» INPUT MATERIAL
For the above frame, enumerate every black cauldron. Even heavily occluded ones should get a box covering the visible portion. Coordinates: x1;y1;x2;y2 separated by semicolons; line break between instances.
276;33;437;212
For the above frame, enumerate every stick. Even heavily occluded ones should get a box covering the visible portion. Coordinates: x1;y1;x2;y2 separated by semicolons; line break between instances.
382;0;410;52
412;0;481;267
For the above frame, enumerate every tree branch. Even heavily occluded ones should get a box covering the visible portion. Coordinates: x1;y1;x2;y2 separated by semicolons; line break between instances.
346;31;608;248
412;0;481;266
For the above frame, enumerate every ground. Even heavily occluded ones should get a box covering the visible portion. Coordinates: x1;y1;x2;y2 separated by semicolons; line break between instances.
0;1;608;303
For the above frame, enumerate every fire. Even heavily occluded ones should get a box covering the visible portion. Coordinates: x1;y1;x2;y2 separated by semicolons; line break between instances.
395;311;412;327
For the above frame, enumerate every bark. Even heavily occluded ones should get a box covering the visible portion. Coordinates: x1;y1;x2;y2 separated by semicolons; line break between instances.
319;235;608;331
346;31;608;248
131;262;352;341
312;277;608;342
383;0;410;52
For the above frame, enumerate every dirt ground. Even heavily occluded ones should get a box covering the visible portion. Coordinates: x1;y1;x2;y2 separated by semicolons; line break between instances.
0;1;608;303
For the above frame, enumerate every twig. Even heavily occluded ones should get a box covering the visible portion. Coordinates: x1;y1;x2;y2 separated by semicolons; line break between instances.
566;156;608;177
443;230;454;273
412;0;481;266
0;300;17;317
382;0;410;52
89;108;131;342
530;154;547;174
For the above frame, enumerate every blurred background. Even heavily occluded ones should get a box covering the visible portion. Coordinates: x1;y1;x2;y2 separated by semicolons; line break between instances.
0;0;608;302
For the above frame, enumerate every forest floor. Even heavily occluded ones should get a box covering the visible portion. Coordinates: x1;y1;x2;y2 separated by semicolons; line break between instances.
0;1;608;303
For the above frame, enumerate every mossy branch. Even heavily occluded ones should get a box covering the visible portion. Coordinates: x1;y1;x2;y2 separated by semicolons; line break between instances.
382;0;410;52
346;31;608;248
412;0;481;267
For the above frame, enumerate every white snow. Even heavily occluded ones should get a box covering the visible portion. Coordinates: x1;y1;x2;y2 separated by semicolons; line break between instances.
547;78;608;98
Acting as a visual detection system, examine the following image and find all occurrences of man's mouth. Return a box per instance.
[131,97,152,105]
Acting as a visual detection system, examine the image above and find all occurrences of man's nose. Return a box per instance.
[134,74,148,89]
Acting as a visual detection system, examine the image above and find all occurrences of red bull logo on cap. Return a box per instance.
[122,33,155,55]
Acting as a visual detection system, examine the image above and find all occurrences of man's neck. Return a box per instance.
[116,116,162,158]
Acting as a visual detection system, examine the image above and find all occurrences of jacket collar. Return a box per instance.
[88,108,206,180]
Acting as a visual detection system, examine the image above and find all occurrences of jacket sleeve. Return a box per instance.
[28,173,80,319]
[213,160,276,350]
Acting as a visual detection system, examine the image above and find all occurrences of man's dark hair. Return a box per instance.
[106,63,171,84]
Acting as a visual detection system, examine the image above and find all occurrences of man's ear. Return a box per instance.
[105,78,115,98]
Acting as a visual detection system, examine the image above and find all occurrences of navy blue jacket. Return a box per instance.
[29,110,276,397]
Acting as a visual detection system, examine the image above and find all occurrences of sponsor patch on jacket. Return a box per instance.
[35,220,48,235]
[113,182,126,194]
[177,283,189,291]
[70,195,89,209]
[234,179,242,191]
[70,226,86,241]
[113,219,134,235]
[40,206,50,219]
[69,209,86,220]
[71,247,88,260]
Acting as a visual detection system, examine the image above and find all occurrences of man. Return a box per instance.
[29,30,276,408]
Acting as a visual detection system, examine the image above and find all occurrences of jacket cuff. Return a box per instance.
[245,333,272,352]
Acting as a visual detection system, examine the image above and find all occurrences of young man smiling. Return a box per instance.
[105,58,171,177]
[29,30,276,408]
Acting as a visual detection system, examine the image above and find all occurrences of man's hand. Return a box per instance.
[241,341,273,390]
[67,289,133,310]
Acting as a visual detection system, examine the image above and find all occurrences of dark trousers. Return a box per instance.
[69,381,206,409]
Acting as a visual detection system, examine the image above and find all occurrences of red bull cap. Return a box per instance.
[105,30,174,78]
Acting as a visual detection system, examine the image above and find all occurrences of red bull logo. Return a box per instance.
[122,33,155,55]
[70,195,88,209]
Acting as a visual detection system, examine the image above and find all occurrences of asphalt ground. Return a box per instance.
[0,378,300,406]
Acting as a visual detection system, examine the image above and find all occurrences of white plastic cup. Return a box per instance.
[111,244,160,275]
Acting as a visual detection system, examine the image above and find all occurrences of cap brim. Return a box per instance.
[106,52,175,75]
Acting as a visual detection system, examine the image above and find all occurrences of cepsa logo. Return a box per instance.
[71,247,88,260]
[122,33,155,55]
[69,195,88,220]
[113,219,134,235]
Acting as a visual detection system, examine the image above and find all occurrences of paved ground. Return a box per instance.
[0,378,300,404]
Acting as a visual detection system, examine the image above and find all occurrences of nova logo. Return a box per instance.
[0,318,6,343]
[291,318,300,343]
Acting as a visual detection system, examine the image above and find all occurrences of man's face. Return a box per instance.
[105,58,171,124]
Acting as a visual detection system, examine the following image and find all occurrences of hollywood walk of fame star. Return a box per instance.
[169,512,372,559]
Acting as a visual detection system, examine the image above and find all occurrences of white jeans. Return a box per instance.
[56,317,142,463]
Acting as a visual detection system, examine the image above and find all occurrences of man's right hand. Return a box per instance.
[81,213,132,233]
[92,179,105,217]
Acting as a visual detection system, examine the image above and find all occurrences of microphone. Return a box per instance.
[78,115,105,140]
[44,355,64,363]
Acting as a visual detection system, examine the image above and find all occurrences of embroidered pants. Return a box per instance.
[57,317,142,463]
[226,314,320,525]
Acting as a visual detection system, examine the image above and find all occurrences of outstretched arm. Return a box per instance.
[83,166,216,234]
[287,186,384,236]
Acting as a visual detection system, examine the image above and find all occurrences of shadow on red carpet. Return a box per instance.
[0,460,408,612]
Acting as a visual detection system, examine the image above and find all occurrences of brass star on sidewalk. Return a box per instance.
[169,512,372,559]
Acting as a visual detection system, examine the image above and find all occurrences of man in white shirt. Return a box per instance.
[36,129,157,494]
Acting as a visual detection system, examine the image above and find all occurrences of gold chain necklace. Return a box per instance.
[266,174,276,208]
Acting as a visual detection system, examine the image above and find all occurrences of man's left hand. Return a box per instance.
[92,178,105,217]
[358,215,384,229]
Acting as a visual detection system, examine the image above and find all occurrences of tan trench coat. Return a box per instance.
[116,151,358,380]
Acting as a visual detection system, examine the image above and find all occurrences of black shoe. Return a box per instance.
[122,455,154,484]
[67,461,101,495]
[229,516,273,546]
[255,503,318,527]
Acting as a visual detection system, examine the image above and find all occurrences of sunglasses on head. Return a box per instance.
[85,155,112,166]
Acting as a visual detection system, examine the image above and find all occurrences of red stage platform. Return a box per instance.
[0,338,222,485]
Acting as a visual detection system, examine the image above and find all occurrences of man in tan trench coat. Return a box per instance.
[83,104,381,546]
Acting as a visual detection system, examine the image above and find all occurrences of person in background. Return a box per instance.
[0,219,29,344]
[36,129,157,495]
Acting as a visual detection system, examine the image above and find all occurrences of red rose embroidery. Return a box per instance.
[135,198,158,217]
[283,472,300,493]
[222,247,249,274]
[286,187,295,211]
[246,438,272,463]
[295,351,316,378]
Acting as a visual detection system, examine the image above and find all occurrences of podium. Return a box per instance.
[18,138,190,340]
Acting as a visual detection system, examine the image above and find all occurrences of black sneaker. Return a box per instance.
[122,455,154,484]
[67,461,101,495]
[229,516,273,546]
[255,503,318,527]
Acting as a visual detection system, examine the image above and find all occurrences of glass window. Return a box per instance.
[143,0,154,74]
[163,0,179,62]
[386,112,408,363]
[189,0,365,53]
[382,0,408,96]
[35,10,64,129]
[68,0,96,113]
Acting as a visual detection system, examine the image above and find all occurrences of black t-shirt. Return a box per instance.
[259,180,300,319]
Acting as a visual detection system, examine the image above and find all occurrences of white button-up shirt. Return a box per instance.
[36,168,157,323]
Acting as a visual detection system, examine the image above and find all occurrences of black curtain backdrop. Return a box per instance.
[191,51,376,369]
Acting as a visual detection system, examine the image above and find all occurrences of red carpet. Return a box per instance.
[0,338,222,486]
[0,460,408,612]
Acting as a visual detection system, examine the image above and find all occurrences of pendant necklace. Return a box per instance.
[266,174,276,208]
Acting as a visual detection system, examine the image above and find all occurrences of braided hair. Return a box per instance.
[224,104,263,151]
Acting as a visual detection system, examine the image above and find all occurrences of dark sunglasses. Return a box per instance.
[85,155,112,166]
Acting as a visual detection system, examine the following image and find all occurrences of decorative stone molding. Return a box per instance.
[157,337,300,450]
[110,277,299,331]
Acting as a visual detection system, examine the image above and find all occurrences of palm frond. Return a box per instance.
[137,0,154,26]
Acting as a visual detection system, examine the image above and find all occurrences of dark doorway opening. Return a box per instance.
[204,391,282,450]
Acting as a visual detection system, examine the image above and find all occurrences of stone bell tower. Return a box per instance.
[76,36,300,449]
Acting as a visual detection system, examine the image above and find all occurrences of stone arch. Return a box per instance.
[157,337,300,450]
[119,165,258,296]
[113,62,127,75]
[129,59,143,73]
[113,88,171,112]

» GIVEN TASK
Update the records that start at the line containing "occurrences of tan" and continue through the line containing "[68,0,96,113]": write those lines out again with "podium" replaced by "lectern" and everything else unchanged. Output only those lines.

» RESPONSE TO THE EXERCISE
Acting as a visual detection system, examine the image above and find all occurrences of tan trench coat. Return a box per instance.
[116,151,358,380]
Acting as a visual detection system, examine the image above and find all occurrences of black shoe. Return a box per instance.
[122,455,154,484]
[67,461,101,495]
[229,516,273,546]
[255,503,318,527]
Acting as a visual detection system, examine the image above and find all occurrences of sunglasses on head. Return a box per instance.
[85,155,112,166]
Acting as a visual detection system, examine the image above and find all occurrences of red stage platform. Return a box per instance.
[0,338,222,485]
Acting as a visual detection system, examine the image above and find all occurrences of man in tan trench coat. Return a box per instance.
[83,104,381,546]
Acting as a visual detection system, examine the image above and find all occurrences of person in background. Return a box per instance.
[0,219,29,344]
[36,129,157,495]
Acting as a visual detection system, examine the image above and find all occurrences of red rose embroidery. Return a box per instance.
[135,198,158,217]
[283,472,300,493]
[222,247,249,274]
[286,187,295,211]
[246,438,272,463]
[295,351,316,378]
Acting as a visual detection system, examine the image above and find all occurrences of lectern. Return a box per instance.
[18,138,190,340]
Acting as a visual detection system, examine the image above and find all occurrences of black sneaker. Return a box per instance.
[122,455,154,484]
[67,461,101,495]
[229,516,273,546]
[255,503,318,527]
Acting as a visual detection system, examine the image above and find all occurrences of glass window. Return a box per instance.
[143,0,154,74]
[163,0,179,62]
[386,112,408,363]
[189,0,365,53]
[382,0,408,96]
[35,10,64,129]
[68,0,96,113]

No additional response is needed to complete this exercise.